Objective 1
Reproduce the passage of the consulting agreement that starts with the words "(c) The parties" and ends with the words "pay a bonus.".

Source document
####

This agreement dated July 8, 2003 is made between Atari, Inc. ("Company"), a
Delaware corporation with its principal place of business at 417 Fifth Avenue,
New York, NY 10016, and Ann Kronen ("Consultant"), an individual residing at
19154 Pacific Coast Highway, Malibu, CA. 90265.

1.   Consultation Services
     ---------------------

     Company hereby engages Consultant, and Consultant accepts such engagement,
     to provide services ("Services") in accordance with the terms and
     conditions set forth in this agreement. Specifically, Contractor shall
     provide creative and editorial direction for the projects and game
     development undertaken by Company as reasonably requested by the Chairman
     of Company.

2.   Term of Agreement
     -----------------

     The term ("Term") of this Agreement will begin on July 1, 2003 and will
     remain in effect until December 31, 2003, unless earlier terminated by
     either party upon thirty (30) days' written notice to the other party. The
     parties shall negotiate in good faith for a possible extension of the Term
     of this Agreement, it being understood and agreed that neither party will
     be obligated to so extend the Term. If the contract is not to be renewed at
     the desire of either party, then at least 30 days notice, prior to the end
     of the contract, should be provided to the other party.

3.   Location of Services
     --------------------

     Consultant will perform Services at the Company's various office locations
     and/or at other locations as Company's may reasonably request.

4.   Compensation and Expenses
     -------------------------

     (a) In consideration of Consultant's Services hereunder, during the Term,
     Company shall pay Consultant the sum of Ten Thousand Eight Hundred
     Thirty-Three Dollars and Thirty-Three Cents ($10,833.33) per month, payable
     on the last day of each month in which Services are rendered (and prorated
     as necessary for incomplete months).

     (b) In addition, during the Term, Company shall pay Contractor an expense
     allowance of One Thousand Dollars ($1,000) per month, and shall pay
     directly or reimburse Consultant for, the cost of her reasonable and
     pre-approved (by the Chairman of Company) air travel, hotel stays and any
     other items of expense incurred in connection with her Services hereunder.

     (c) The parties shall negotiate in good faith whether, and in what amount,
     Company shall pay a bonus to Consultant hereunder, it being understood and
     agreed that this clause shall not be deemed to obligate Company to
     establish any bonus pay for Consultant nor to agree to pay a bonus.

####

Data to use
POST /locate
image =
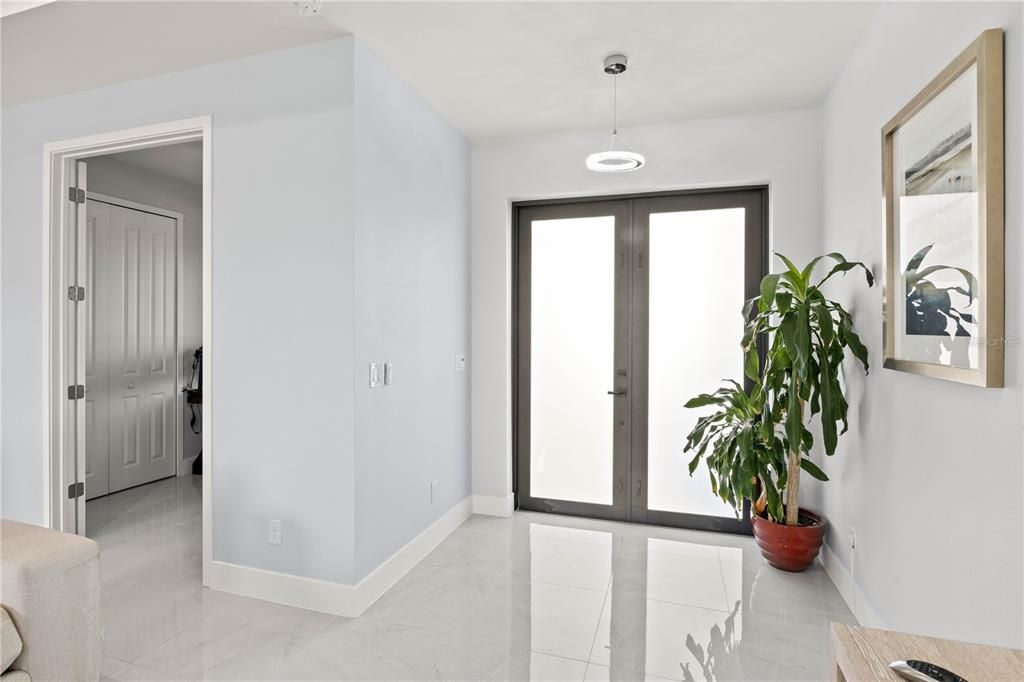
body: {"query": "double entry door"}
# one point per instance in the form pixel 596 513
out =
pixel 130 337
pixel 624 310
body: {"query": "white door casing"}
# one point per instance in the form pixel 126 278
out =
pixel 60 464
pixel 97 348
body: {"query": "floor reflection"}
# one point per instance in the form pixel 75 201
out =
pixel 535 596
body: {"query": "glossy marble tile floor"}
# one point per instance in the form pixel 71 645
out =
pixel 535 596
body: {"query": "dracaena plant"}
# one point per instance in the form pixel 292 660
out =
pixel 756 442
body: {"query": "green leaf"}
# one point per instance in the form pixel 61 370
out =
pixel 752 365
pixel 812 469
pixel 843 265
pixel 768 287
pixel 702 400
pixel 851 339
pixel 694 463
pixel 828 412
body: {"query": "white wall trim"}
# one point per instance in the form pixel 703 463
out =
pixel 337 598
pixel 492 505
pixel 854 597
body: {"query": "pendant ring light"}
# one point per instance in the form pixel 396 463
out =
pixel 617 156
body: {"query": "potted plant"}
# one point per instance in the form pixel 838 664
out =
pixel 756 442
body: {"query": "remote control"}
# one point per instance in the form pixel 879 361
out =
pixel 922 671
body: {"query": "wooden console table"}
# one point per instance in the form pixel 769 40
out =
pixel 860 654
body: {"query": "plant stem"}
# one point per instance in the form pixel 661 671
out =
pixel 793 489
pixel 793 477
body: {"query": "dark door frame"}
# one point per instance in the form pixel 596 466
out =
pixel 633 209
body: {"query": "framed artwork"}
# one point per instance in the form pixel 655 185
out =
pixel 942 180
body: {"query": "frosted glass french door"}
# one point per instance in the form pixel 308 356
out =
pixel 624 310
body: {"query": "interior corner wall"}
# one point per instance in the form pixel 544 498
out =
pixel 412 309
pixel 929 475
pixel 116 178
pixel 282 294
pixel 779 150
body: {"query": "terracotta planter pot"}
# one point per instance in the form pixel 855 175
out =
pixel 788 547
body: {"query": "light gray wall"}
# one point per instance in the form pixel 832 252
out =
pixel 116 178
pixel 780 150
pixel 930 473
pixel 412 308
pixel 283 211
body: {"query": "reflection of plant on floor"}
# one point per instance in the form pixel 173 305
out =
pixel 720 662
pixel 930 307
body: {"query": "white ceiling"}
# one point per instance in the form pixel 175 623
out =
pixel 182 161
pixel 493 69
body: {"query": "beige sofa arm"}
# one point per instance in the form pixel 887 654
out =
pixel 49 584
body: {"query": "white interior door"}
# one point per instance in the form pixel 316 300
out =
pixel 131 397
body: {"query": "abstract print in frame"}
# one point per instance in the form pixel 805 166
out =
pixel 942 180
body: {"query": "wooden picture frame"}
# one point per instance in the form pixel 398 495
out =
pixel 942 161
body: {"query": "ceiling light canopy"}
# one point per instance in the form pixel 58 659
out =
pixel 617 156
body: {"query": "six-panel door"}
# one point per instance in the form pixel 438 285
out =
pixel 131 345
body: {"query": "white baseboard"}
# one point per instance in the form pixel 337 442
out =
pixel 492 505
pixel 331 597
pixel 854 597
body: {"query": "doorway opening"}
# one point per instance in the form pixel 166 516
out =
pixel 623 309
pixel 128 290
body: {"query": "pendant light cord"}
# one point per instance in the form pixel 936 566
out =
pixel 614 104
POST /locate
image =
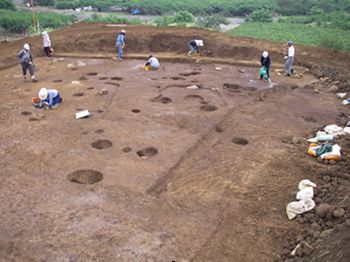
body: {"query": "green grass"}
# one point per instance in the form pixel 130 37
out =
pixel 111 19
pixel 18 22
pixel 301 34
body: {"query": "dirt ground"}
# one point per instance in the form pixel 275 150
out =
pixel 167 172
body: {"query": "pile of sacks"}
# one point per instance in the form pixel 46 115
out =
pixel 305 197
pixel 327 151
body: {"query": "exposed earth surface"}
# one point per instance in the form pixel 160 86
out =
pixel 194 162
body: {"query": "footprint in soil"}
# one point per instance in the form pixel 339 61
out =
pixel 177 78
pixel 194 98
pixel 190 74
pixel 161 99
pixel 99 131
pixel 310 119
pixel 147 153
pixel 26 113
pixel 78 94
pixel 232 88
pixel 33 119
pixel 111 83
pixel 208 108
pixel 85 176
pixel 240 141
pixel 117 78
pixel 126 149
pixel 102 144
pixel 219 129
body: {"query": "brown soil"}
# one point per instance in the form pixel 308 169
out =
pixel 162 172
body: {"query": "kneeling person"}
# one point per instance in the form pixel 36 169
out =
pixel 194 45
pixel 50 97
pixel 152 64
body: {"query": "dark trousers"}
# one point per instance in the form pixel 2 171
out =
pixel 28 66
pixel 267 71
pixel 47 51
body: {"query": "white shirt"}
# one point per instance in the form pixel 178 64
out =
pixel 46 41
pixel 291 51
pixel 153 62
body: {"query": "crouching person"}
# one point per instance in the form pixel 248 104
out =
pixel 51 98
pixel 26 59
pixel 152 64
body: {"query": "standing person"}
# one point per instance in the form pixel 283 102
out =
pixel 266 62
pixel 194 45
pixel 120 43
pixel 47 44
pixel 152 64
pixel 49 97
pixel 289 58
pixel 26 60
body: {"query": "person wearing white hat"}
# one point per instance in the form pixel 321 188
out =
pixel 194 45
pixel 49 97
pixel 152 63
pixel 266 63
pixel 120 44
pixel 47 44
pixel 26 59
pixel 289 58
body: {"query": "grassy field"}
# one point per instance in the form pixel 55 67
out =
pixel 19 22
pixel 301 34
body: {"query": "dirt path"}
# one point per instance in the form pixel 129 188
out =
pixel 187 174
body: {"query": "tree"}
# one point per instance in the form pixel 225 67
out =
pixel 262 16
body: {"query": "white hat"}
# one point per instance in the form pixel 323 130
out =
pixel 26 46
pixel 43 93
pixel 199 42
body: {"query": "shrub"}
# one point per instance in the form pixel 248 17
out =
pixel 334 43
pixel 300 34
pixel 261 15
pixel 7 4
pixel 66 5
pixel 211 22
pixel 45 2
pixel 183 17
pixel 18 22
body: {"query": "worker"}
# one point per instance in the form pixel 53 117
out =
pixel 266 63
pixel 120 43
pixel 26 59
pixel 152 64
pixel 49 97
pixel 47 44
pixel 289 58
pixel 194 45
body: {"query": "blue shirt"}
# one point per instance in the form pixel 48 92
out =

####

Objective 2
Transcribe the lines of the entries from the line containing "of plant on" through the line containing "pixel 167 172", and omit the pictures.

Written answer 1
(c) The parties shall negotiate in good faith whether, and in what amount,
     Company shall pay a bonus to Consultant hereunder, it being understood and
     agreed that this clause shall not be deemed to obligate Company to
     establish any bonus pay for Consultant nor to agree to pay a bonus.

Written answer 2
body: {"query": "reflection of plant on floor"}
# one point per instance in the form pixel 173 305
out =
pixel 720 662
pixel 930 307
body: {"query": "white ceiling"}
# one point per instance in the form pixel 175 623
out =
pixel 182 161
pixel 493 69
body: {"query": "beige sofa arm"}
# one point per instance in the form pixel 887 654
out =
pixel 49 584
body: {"query": "white interior door"}
# one point per instance in the form pixel 316 300
out =
pixel 131 397
body: {"query": "abstract print in frame"}
# one point per instance in the form pixel 805 166
out =
pixel 942 180
body: {"query": "wooden picture frame"}
# one point per instance in the form pixel 398 495
out =
pixel 942 161
body: {"query": "ceiling light canopy"}
# one point per instance in the form pixel 58 659
out =
pixel 617 156
body: {"query": "six-panel door"}
# one point per instance in the form pixel 438 285
out =
pixel 131 345
body: {"query": "white baseboard"}
# one point per instance in the form pixel 337 442
out =
pixel 492 505
pixel 331 597
pixel 854 597
body: {"query": "doorway opening"}
# one point per instance in the form pixel 166 516
out =
pixel 623 309
pixel 128 290
body: {"query": "pendant light cord"}
# one point per instance in the form pixel 936 566
out =
pixel 614 104
POST /locate
image =
body: {"query": "green grass"}
# one point per instance in the form pixel 130 37
out =
pixel 111 19
pixel 18 22
pixel 301 34
body: {"query": "dirt ground"}
# one point per instance in the form pixel 275 150
out =
pixel 167 172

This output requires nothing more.